Capivara (Hydrochoerus hydrochaeris) - Eduardo Guimarães Santos

Uma pessoa mordida no Distrito Federal levantou, novamente, o perigo que as capivaras podem oferecer às pessoas. Mas será que esses animais são realmente perigosos? Como podemos avaliar o perigo e entender os conflitos? Essas reflexões são importantes e, no caso de tomadores de decisões, defendo que devem ser feitas com base estritamente científica. Assim, chego ao triste entendimento que trago no título deste texto: Não existem advogados de defesa para a fauna selvagem. Vem comigo e vamos aprofundar mais no assunto.

▶ **TAREFAS A REALIZAR**:
**A.** De acordo com o texto sobre as capivaras, em que lugar uma pessoa foi mordida?
**B.** Dê continuidade ao texto sobre as capivaras a partir da última frase apresentada.
Os dados têm origem em outra fonte, sem relação com o texto sobre as capivaras.

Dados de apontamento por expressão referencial
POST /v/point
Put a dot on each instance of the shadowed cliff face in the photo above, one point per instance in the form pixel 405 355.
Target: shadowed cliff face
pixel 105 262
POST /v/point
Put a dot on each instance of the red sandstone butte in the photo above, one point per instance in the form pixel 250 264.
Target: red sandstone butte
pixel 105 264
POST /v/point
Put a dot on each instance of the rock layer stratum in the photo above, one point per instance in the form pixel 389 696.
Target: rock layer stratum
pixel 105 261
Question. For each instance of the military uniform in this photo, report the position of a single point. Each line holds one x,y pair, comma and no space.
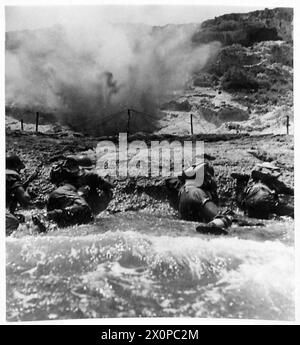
66,207
260,198
13,182
198,197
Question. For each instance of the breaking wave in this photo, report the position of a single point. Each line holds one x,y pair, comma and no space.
131,274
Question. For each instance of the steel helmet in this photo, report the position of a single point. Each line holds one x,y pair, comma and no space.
13,162
82,160
194,175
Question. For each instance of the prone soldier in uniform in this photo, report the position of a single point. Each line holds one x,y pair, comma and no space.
15,193
70,203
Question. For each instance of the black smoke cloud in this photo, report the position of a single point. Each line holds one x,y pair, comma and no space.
84,74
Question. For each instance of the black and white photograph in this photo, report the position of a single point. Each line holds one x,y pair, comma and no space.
149,162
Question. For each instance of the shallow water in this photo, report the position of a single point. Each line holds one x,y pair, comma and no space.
134,265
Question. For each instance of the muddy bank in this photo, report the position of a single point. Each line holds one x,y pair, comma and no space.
230,154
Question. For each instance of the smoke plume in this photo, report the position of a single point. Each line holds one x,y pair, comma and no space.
85,75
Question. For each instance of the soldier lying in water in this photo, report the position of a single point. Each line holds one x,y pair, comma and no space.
80,193
15,192
258,194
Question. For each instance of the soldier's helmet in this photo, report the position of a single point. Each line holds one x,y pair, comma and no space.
83,161
267,169
13,162
66,171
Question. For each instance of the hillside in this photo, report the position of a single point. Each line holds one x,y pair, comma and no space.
245,83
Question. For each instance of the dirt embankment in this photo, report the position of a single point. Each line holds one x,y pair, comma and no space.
150,194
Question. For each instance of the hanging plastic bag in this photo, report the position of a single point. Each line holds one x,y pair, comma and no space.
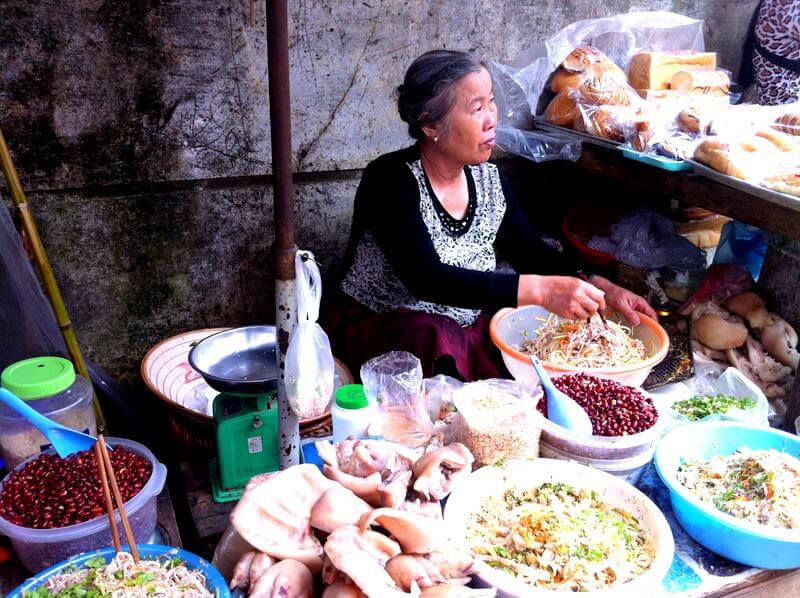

▶ **RESPOSTAS DOS EXERCÍCIOS**:
**A.** No Distrito Federal.

**B.**
Conflitos entre a fauna selvagem e os humanos
Quando penso em problemas decorrentes da fauna selvagem com os humanos, imediatamente vem à minha cabeça mortes de pessoas. Veja, por exemplo, os 247 registros de mordidas de aligatores em pessoas na Flórida entre os anos de 1948-2014, principalmente envolvendo turistas (quando viajar para algum lugar, é interessante perguntar para os moradores se é seguro antes de se jogar em um lago!); ou os 165 ferimentos infligidos por ursos na América do Norte entre 1900-1979; ou mesmo o número de registros de envenenamento de pessoas por serpentes, que podem deixar sequelas e até levar à morte (todos devem lembrar do homem mordido por uma naja traficada e que quase levou à sua morte - mas esse assunto merece um texto próprio pois envolve outro aspecto relevante que é o tráfico de animais selvagens). Claro que esses exemplos são extremos e não representam a maior parte dos conflitos que observamos no dia a dia. Na verdade, como quase tudo na biologia, existe um gradiente. Para citar um meio termo, podemos pensar na predação de animais domésticos pelos leopardos na Índia, que adentram na cidade em busca de alimento. Ou seja, o problema pode ir de extremamente grave (morte ou ferimento de uma pessoa) a um nível de incômodo pequeno para a maior parte dos humanos (um canto de uma sabiá durante a madrugada acordando as pessoas).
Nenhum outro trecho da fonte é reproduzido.